┌────────

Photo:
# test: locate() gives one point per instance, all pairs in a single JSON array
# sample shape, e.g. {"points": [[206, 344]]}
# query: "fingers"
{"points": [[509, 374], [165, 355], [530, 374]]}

└────────

AIM OF THE EXERCISE: Copy the records above line for line, with no changes.

ANSWER FOR THIS EXERCISE:
Photo:
# test: locate() gives one point per instance, all pairs in a single JSON array
# sample shape, e.g. {"points": [[206, 344]]}
# query: "fingers"
{"points": [[509, 374], [165, 355], [530, 374]]}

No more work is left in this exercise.